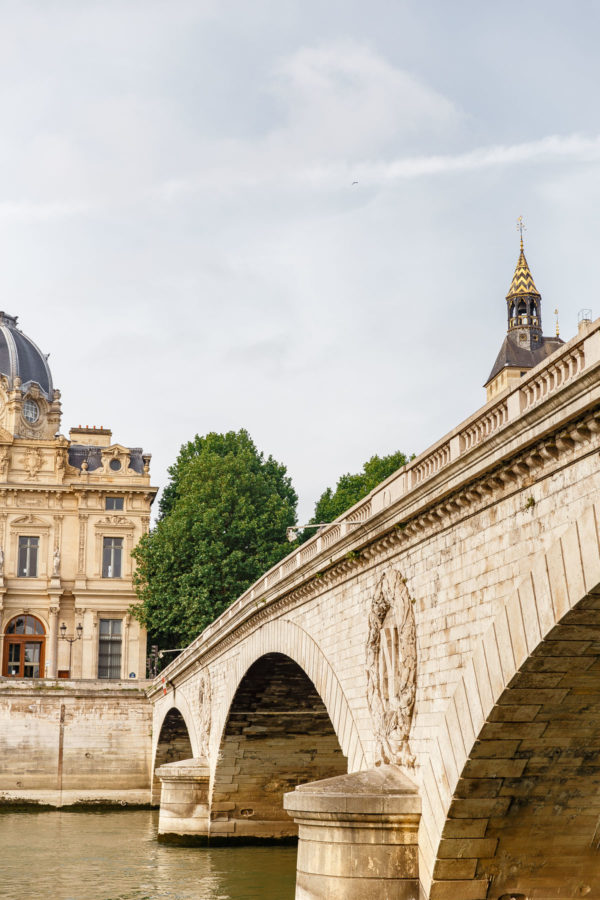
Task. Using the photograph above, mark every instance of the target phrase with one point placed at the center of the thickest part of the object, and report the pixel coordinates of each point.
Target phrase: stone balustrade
(415, 481)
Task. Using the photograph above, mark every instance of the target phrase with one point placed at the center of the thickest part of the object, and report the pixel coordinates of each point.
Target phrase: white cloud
(342, 99)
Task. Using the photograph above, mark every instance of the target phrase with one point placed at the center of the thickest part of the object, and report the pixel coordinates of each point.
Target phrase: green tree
(352, 488)
(223, 519)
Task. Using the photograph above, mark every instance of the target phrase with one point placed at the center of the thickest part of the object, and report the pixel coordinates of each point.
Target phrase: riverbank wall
(68, 743)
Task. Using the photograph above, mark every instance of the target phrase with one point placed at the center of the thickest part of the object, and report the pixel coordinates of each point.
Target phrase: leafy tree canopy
(223, 518)
(352, 488)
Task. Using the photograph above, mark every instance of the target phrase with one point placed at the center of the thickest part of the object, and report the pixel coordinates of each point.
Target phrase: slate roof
(79, 453)
(511, 354)
(19, 356)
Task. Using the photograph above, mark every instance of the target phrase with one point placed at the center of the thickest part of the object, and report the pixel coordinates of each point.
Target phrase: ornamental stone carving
(392, 669)
(33, 462)
(204, 704)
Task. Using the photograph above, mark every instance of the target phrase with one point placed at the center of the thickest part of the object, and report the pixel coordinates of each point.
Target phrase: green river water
(58, 855)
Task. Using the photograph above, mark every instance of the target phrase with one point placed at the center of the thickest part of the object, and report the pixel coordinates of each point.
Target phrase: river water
(58, 855)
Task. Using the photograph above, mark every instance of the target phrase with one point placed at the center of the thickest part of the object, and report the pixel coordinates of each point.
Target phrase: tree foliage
(352, 488)
(223, 520)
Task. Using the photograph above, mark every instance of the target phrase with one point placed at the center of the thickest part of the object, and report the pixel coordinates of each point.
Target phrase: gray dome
(20, 357)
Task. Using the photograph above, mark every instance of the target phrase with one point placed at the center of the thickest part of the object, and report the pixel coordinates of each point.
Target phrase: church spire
(524, 301)
(524, 345)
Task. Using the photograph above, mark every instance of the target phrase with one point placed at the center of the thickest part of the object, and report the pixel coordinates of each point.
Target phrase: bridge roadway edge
(556, 433)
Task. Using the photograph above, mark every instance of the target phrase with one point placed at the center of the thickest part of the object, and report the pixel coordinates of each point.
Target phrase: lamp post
(71, 640)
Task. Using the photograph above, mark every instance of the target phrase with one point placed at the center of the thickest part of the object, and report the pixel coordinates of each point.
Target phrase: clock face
(31, 412)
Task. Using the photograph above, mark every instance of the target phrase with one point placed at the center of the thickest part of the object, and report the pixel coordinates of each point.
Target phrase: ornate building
(71, 511)
(524, 345)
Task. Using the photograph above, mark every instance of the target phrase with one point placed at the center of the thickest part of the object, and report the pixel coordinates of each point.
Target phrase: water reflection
(115, 856)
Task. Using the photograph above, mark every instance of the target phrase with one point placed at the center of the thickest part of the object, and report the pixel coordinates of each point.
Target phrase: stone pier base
(184, 808)
(358, 837)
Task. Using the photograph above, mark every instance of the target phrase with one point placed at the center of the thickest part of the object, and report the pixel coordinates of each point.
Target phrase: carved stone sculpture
(392, 669)
(204, 701)
(33, 462)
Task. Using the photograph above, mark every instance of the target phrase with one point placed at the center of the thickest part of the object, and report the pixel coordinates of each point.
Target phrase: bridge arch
(287, 638)
(284, 721)
(175, 739)
(511, 802)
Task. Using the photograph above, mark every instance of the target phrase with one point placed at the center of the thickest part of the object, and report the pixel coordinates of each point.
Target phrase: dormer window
(31, 411)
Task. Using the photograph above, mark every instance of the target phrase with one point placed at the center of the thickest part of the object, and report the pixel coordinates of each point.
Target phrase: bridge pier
(358, 836)
(184, 802)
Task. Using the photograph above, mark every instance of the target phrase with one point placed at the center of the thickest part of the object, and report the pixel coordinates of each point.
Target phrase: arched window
(24, 645)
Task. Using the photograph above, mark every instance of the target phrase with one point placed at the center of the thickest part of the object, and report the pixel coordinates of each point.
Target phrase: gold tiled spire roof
(522, 282)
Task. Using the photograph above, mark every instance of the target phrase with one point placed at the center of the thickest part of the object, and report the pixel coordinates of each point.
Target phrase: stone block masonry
(446, 627)
(65, 743)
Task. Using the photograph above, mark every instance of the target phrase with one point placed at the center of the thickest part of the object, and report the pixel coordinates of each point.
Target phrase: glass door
(31, 660)
(23, 658)
(14, 660)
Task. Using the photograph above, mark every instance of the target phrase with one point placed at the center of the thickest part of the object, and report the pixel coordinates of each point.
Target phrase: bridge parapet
(553, 392)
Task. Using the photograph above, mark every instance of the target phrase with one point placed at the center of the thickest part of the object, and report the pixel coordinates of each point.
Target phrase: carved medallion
(392, 669)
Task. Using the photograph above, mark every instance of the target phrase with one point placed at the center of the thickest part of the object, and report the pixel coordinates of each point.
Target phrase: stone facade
(71, 511)
(489, 540)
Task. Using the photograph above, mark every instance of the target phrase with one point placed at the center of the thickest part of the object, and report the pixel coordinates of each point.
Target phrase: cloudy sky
(180, 230)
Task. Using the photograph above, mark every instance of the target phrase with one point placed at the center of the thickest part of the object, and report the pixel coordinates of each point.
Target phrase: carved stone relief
(392, 669)
(33, 462)
(204, 705)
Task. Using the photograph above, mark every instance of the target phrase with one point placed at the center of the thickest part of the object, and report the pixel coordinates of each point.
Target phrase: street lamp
(71, 640)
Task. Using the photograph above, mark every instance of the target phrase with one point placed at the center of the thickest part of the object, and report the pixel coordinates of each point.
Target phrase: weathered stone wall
(69, 742)
(278, 735)
(481, 530)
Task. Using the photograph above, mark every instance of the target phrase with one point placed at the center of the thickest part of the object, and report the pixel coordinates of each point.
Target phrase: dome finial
(521, 227)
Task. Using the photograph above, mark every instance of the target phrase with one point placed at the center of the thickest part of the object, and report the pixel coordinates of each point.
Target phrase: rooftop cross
(521, 227)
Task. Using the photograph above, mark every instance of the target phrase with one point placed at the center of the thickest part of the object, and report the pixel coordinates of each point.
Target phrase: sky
(180, 226)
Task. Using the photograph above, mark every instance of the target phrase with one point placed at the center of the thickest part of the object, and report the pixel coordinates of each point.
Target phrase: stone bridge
(426, 668)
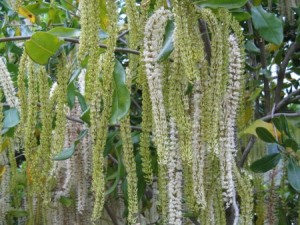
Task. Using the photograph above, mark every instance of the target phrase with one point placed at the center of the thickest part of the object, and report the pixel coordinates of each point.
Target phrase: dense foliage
(149, 112)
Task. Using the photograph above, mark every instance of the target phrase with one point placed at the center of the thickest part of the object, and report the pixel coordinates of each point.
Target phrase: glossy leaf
(71, 93)
(168, 46)
(229, 4)
(266, 163)
(241, 16)
(265, 135)
(11, 118)
(251, 47)
(291, 143)
(26, 13)
(65, 32)
(258, 123)
(42, 46)
(268, 25)
(121, 95)
(38, 8)
(293, 172)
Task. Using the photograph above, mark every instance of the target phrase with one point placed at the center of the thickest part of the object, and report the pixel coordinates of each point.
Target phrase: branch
(246, 152)
(205, 38)
(282, 69)
(266, 81)
(71, 40)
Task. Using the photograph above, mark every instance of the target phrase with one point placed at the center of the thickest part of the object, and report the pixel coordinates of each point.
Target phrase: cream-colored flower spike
(154, 31)
(175, 177)
(7, 85)
(228, 122)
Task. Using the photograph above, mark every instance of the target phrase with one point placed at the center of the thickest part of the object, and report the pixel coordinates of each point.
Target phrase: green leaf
(255, 94)
(265, 135)
(85, 116)
(11, 118)
(80, 136)
(266, 163)
(65, 32)
(38, 8)
(285, 125)
(229, 4)
(293, 171)
(42, 46)
(291, 143)
(268, 25)
(168, 46)
(251, 47)
(68, 152)
(278, 123)
(241, 16)
(17, 213)
(65, 153)
(281, 124)
(71, 93)
(75, 74)
(121, 95)
(81, 101)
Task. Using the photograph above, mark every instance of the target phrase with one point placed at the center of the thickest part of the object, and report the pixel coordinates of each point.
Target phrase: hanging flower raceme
(7, 85)
(154, 32)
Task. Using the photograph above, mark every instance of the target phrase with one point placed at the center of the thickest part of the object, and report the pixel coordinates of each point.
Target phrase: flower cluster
(7, 85)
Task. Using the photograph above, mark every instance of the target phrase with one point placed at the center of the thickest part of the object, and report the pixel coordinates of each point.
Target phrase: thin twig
(111, 214)
(282, 69)
(235, 209)
(72, 40)
(246, 152)
(263, 61)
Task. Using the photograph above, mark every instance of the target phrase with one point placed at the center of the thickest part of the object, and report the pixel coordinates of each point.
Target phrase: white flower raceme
(198, 149)
(154, 31)
(175, 177)
(228, 122)
(4, 194)
(7, 85)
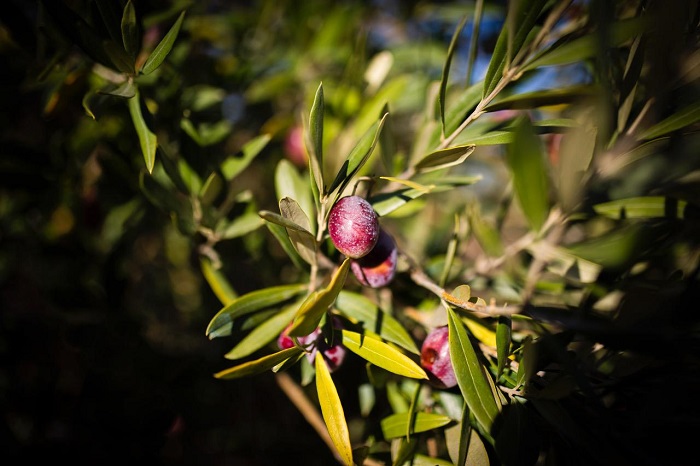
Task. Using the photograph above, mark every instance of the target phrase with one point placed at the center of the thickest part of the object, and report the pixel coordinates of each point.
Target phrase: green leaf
(568, 51)
(317, 303)
(504, 329)
(217, 282)
(222, 323)
(444, 158)
(396, 425)
(263, 334)
(642, 207)
(289, 183)
(360, 308)
(357, 157)
(147, 138)
(314, 143)
(470, 374)
(156, 58)
(444, 79)
(576, 151)
(549, 97)
(332, 410)
(682, 118)
(234, 165)
(302, 240)
(242, 225)
(382, 355)
(529, 172)
(259, 365)
(280, 233)
(526, 13)
(130, 30)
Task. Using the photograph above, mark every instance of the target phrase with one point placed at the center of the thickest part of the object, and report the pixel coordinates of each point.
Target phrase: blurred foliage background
(103, 269)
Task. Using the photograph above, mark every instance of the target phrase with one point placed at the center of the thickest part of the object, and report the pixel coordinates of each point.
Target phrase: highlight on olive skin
(378, 267)
(353, 226)
(435, 358)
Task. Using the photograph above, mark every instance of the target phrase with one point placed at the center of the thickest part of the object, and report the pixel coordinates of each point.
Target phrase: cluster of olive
(354, 228)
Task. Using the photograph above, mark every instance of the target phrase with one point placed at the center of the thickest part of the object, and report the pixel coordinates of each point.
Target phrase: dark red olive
(353, 226)
(435, 358)
(378, 267)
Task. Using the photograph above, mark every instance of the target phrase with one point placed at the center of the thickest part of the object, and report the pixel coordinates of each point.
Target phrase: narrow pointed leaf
(156, 58)
(470, 374)
(444, 79)
(314, 143)
(280, 233)
(290, 183)
(332, 411)
(504, 329)
(530, 174)
(262, 334)
(363, 310)
(259, 366)
(357, 157)
(217, 282)
(222, 322)
(681, 119)
(129, 30)
(526, 13)
(444, 158)
(303, 241)
(396, 425)
(642, 207)
(316, 305)
(382, 355)
(147, 138)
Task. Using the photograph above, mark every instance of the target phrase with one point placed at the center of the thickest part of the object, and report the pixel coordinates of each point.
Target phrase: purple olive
(353, 226)
(334, 355)
(378, 267)
(435, 358)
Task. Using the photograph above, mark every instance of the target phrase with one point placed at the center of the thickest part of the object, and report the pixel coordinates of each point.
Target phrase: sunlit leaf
(332, 410)
(289, 183)
(129, 30)
(523, 17)
(262, 334)
(234, 165)
(642, 207)
(314, 143)
(259, 366)
(362, 309)
(544, 98)
(241, 225)
(357, 157)
(444, 79)
(302, 240)
(317, 303)
(444, 158)
(147, 138)
(470, 374)
(156, 58)
(680, 119)
(568, 50)
(217, 282)
(280, 233)
(382, 355)
(396, 425)
(530, 174)
(222, 323)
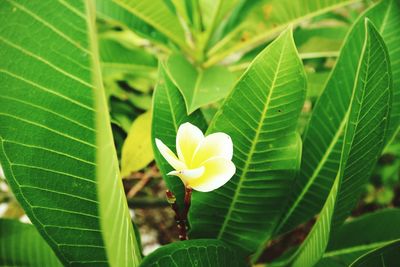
□ □ □ □
What you are asked to do =
Report every line of the items above that contains the word "green", copying each such line in full.

Result of the exercise =
Target phrase: green tree
Target phrase: green river water
Target phrase: green leaf
Target phrase: green leaf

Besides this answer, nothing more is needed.